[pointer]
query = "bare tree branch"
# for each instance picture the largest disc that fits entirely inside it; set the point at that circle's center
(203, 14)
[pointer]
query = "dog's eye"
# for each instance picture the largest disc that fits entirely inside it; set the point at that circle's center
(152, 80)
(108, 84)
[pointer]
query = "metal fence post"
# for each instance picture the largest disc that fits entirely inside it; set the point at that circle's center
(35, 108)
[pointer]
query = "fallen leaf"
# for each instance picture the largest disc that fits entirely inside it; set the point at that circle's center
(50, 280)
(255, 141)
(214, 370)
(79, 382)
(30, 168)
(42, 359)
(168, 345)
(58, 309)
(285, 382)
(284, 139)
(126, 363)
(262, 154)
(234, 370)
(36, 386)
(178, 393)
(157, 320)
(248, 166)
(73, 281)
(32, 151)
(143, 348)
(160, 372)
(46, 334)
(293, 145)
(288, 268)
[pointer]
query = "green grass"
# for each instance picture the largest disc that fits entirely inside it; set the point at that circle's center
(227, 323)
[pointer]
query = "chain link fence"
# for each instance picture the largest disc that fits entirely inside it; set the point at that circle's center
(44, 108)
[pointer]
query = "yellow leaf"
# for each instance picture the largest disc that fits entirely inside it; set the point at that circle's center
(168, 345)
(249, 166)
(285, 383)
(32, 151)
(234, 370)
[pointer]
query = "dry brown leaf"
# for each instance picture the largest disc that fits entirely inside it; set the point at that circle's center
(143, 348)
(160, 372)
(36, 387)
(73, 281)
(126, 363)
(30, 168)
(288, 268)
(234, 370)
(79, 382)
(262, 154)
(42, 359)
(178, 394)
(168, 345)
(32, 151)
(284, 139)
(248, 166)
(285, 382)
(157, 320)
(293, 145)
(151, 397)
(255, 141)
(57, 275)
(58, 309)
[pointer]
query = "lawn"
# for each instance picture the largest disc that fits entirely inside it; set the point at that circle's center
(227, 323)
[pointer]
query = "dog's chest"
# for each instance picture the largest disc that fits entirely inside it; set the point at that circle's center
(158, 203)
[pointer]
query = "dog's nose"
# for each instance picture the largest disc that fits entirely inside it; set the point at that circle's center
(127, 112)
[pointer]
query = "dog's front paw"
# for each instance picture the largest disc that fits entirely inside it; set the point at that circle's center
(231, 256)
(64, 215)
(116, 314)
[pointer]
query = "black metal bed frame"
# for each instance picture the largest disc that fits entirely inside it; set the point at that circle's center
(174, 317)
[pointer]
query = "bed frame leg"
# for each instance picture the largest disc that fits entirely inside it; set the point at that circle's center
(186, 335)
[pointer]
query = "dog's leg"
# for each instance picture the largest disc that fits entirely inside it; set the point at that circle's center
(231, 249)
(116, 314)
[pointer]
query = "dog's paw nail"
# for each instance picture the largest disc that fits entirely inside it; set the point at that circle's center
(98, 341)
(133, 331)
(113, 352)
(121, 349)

* PROMPT:
Above are some records; repeat all of them exactly.

* TASK RESULT:
[pointer]
query = "bare tree branch"
# for each instance picture the largest disc that fits entirely inside it; set the point at that circle's center
(203, 14)
[pointer]
query = "dog's eye"
# for each instance picture the largest disc that fits entirely inside it; set the point at that circle's center
(152, 80)
(108, 84)
[pointer]
query = "metal fence post"
# for each instance picture the largest disc that fits entirely inside it; set the point at that circle's center
(35, 108)
[pointer]
query = "fallen leaf"
# for each instance picture the largest disc that fits entirely inside it; set the point at that circle's center
(50, 280)
(255, 141)
(214, 370)
(79, 382)
(30, 168)
(42, 359)
(168, 345)
(58, 309)
(285, 382)
(284, 139)
(126, 363)
(262, 154)
(234, 370)
(36, 386)
(178, 393)
(157, 320)
(248, 166)
(73, 281)
(32, 151)
(143, 348)
(160, 372)
(46, 334)
(293, 145)
(288, 268)
[pointer]
query = "green grass"
# for each instance picture the largest disc that fits entirely inside it; set the point at that circle's center
(227, 323)
[pointer]
query = "chain link fence"
# for each instance picture the largest disc that fits entirely inside it; set the point at that circle's center
(44, 108)
[pointer]
query = "yellow leaf"
# for each instance picture the largest disc that fits entirely inside it; set the point at that circle's center
(168, 345)
(249, 166)
(285, 383)
(32, 151)
(234, 370)
[pointer]
query = "dry brown leaf"
# for each instance picture the largest disc that fits entirely inside it; set the point at that circle's center
(143, 348)
(160, 372)
(36, 387)
(73, 281)
(126, 363)
(30, 168)
(288, 268)
(234, 370)
(79, 382)
(262, 154)
(42, 359)
(178, 394)
(168, 345)
(32, 151)
(284, 139)
(248, 166)
(285, 382)
(157, 320)
(293, 145)
(151, 397)
(255, 141)
(57, 275)
(58, 309)
[pointer]
query = "lawn"
# for each instance picture the largest disc that fits entirely inside it; set the point at that circle's center
(227, 323)
[pointer]
query = "dog's chest"
# for each instance picture the largest disc that fits entirely inside it; set the point at that circle's center
(158, 203)
[pointer]
query = "dog's nose"
# for each instance picture the largest disc that fits entirely inside it; set the point at that circle's center
(127, 112)
[pointer]
query = "dog's front paw"
# for each instance picture the largest disc that fits entirely inside it; set the point at that circle's center
(231, 256)
(64, 215)
(116, 314)
[pointer]
query = "black metal bed frame"
# for each instance picture the largest disc that fits entirely inside it; set the point at that circle's center
(174, 317)
[pointer]
query = "bed frame leg"
# for each instance picture the largest disc that fits entirely inside it; set the point at that circle's center
(186, 335)
[pointer]
query = "dog's leg"
# for each instance picture the largest disc that fits entirely inside it; set the point at that circle's center
(231, 249)
(116, 314)
[pointer]
query = "dog's paw nail"
# for each instance picture the largest disc that fits entirely inside it; set the point at that circle's center
(98, 341)
(133, 331)
(113, 352)
(121, 349)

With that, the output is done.